In the entries below, find every line with "block" and copy it.

### DATA FOR PROCESSING
* * * * * * * * *
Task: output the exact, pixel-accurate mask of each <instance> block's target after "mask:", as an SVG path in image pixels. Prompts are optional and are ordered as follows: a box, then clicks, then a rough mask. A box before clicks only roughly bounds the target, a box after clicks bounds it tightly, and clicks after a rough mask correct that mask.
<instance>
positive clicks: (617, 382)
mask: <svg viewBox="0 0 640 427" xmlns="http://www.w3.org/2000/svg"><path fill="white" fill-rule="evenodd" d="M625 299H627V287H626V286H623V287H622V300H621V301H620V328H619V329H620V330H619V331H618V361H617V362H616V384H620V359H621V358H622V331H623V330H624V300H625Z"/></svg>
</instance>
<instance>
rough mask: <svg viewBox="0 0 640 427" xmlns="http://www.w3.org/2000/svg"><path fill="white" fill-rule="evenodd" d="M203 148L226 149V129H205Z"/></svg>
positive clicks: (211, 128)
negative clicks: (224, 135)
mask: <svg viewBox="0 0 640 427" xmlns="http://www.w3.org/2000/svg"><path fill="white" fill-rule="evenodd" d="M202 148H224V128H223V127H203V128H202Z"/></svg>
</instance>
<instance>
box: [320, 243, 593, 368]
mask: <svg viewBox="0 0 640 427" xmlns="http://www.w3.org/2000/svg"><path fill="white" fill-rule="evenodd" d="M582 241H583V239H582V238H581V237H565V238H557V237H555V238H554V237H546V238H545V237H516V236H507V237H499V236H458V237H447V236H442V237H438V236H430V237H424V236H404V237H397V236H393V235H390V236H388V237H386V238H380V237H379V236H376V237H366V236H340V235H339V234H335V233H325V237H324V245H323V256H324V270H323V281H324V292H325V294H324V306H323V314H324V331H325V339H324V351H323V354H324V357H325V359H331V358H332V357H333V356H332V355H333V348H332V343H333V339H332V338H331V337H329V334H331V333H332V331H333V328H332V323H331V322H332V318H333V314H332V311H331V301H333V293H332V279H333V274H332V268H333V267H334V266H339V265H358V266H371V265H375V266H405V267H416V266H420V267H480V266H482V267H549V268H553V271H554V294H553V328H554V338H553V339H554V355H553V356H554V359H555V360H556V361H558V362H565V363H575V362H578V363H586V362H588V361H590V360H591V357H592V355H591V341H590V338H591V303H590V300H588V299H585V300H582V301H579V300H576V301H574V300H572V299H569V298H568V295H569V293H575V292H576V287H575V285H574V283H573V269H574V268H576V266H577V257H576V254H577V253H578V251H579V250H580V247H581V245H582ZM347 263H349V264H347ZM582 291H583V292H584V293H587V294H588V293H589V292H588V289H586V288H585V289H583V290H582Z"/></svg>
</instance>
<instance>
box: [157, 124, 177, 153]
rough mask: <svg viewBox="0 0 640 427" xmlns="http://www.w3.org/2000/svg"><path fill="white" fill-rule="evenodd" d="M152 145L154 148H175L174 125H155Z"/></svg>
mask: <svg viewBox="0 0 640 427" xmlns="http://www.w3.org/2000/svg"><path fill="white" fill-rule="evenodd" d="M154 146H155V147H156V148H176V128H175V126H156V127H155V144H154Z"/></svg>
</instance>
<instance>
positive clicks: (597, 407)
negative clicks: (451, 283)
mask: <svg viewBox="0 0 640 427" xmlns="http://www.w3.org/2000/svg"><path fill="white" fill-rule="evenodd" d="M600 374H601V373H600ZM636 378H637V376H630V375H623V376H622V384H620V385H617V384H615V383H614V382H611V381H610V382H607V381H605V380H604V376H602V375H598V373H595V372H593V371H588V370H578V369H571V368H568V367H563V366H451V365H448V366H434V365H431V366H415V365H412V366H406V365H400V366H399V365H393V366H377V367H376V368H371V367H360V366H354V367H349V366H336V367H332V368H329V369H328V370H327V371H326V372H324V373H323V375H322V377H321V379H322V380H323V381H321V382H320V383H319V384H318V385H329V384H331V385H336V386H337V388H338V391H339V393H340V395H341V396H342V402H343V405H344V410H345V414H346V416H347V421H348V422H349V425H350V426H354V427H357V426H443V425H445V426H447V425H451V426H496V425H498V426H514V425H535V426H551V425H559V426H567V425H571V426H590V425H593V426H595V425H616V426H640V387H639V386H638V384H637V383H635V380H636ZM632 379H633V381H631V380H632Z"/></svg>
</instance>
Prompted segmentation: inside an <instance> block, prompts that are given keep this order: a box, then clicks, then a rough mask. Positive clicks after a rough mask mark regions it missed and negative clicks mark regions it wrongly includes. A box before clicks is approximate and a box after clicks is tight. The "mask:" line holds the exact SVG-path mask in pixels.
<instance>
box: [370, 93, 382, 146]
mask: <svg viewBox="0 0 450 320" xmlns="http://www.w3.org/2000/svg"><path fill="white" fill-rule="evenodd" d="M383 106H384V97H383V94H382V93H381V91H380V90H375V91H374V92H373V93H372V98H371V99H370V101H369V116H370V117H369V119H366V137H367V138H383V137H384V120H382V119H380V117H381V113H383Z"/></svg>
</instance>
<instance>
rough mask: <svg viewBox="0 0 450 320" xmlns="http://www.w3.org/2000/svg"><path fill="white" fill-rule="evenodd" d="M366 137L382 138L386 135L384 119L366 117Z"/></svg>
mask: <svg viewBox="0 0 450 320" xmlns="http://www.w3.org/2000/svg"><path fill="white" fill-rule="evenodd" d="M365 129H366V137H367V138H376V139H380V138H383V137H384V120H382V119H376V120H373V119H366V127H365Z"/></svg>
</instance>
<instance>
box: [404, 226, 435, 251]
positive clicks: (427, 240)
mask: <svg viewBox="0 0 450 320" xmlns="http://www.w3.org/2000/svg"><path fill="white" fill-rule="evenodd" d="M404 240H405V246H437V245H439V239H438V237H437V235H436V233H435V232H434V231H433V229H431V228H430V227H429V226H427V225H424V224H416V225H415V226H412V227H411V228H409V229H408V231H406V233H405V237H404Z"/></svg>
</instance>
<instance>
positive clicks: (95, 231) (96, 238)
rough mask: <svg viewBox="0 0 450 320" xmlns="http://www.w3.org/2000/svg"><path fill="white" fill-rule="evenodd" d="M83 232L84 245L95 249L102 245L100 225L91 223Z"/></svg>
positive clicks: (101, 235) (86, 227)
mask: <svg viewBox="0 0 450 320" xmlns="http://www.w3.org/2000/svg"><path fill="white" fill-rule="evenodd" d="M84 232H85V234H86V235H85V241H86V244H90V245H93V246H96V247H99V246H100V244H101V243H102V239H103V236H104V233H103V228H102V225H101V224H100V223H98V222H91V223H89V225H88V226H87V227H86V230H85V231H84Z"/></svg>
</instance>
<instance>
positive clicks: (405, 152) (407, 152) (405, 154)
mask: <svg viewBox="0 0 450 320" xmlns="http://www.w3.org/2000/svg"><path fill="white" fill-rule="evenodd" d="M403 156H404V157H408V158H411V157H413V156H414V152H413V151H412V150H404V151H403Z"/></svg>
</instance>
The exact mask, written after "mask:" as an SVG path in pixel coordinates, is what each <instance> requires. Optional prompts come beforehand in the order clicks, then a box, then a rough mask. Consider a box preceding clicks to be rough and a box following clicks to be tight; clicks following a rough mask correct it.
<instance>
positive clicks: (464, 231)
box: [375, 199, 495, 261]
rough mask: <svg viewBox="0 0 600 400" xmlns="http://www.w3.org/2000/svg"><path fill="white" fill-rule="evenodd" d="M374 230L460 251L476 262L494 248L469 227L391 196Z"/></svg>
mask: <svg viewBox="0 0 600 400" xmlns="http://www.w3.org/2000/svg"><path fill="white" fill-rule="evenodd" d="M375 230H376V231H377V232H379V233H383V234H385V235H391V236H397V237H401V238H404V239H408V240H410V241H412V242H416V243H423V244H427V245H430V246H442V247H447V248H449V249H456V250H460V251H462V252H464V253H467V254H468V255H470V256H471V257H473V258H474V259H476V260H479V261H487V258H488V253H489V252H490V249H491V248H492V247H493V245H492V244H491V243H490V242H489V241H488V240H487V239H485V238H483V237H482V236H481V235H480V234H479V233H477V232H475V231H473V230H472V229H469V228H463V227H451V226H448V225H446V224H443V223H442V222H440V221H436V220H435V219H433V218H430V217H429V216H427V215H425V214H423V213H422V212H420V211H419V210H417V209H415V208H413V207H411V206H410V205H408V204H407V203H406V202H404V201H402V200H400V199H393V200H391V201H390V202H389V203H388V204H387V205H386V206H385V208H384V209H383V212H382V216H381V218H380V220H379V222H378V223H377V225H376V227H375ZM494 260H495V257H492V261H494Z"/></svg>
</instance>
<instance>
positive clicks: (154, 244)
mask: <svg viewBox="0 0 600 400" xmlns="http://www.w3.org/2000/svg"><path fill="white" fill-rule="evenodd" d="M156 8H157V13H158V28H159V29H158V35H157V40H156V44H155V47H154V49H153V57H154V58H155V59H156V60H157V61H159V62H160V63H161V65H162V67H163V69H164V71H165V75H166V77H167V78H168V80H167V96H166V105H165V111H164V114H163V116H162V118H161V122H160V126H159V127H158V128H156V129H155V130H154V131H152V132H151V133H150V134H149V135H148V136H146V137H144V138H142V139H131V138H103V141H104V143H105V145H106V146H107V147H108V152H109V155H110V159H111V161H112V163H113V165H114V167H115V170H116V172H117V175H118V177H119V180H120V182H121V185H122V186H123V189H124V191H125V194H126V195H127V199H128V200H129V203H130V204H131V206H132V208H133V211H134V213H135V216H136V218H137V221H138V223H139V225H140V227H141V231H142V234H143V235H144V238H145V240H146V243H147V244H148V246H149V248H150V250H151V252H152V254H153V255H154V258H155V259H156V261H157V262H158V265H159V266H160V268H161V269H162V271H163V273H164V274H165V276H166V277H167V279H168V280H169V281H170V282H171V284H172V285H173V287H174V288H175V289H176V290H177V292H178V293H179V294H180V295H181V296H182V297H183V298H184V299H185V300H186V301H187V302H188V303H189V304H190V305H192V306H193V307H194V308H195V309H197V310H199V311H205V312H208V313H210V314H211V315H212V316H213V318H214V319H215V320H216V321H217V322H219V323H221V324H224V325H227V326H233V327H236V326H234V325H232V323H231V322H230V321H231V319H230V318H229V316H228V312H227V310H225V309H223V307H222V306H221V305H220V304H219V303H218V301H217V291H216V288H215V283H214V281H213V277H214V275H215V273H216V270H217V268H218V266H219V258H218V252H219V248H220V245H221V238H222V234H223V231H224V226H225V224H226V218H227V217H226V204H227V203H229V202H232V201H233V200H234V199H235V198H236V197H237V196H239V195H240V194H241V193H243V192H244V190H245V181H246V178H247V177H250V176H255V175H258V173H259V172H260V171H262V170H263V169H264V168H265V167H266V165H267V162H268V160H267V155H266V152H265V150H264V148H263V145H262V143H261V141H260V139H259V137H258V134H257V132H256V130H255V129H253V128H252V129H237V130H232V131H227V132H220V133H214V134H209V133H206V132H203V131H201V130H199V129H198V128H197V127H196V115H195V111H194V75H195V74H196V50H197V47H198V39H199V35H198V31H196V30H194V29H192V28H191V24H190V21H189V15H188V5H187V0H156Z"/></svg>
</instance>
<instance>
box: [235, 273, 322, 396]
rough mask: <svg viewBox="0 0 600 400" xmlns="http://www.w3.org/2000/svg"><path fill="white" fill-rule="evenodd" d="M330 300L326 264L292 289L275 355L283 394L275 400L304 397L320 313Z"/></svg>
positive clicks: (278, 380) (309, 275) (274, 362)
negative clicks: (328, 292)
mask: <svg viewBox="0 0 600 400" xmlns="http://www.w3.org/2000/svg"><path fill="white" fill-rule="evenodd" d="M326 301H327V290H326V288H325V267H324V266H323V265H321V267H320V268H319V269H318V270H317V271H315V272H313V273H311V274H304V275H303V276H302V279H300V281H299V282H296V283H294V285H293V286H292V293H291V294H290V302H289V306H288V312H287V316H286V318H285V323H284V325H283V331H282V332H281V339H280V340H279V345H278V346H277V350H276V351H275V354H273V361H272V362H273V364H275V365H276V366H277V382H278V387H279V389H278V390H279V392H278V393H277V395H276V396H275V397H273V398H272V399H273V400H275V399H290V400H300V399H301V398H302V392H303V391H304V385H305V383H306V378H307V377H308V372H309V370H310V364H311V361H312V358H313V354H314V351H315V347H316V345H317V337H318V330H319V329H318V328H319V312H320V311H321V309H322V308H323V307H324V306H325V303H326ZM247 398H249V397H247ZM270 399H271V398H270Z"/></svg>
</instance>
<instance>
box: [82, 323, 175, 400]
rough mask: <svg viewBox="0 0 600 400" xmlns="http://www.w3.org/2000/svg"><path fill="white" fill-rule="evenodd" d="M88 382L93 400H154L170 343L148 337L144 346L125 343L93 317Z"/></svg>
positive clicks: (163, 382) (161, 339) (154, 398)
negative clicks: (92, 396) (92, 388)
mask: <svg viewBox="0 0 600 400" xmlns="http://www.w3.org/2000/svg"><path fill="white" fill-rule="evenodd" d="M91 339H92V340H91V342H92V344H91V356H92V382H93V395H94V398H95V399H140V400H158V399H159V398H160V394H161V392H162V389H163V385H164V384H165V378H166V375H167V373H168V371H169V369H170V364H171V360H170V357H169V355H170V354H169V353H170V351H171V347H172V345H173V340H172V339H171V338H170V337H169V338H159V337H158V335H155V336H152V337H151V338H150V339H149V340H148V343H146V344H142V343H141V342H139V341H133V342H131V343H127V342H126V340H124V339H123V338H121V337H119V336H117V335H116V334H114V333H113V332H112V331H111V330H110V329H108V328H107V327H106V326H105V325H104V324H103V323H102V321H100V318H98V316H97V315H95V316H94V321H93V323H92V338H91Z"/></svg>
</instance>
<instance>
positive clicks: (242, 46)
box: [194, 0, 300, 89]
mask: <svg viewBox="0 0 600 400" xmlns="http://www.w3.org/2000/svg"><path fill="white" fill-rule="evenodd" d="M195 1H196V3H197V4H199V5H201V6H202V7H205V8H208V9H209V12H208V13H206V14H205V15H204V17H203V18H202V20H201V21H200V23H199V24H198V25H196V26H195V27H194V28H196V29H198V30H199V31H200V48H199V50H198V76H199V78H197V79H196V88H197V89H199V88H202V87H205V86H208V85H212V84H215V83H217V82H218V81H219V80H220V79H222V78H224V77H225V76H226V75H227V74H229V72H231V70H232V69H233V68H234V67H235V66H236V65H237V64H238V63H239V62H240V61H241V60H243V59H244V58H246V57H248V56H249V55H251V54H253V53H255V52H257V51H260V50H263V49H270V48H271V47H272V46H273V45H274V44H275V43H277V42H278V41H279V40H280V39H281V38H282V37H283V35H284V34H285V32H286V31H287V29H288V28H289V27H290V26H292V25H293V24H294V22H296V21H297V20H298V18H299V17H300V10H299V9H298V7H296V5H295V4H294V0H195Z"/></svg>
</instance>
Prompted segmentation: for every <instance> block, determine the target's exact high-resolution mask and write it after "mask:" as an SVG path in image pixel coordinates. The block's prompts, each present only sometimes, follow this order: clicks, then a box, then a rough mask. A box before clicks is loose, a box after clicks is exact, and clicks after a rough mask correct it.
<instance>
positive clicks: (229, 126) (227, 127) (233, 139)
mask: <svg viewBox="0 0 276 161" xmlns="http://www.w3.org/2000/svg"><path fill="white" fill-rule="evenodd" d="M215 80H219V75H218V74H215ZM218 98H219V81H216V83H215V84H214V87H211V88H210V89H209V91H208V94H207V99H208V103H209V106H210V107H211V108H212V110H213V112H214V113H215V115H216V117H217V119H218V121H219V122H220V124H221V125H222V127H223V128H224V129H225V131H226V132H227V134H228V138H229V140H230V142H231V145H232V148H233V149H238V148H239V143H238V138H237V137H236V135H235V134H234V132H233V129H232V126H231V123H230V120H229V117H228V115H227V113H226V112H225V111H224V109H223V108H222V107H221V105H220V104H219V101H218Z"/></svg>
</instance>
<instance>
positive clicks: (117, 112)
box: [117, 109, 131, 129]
* * * * * * * * *
### ANSWER BOX
Task: output the exact, pixel-accurate mask of each <instance> block's target after "mask:", as an SVG path in image pixels. Prompts are optional and are ordered as follows: a box, then clicks, then a rough mask. A box before clicks only roughly bounds the target, a box after clicks bounds it tightly, and clicks after a rough mask correct that mask.
Prompted segmentation: inside an <instance> block, prompts that are given keep this order: a box, then clicks, then a rough mask. Positive clicks after a rough mask mark regions it missed and negative clicks mark regions it wrongly includes. A box before clicks is approximate and a box after clicks is tight. The "mask:" line holds the exact SVG-path mask in pixels.
Prompted segmentation: for every <instance> block, determine the target's exact high-resolution mask and write it after "mask:" as an SVG path in image pixel coordinates. The block's prompts, each present only sometimes, follow this order: clicks, then a box, then a rough mask. A box before clicks is loose, a box after clicks is exact, and clicks after a rough mask correct it.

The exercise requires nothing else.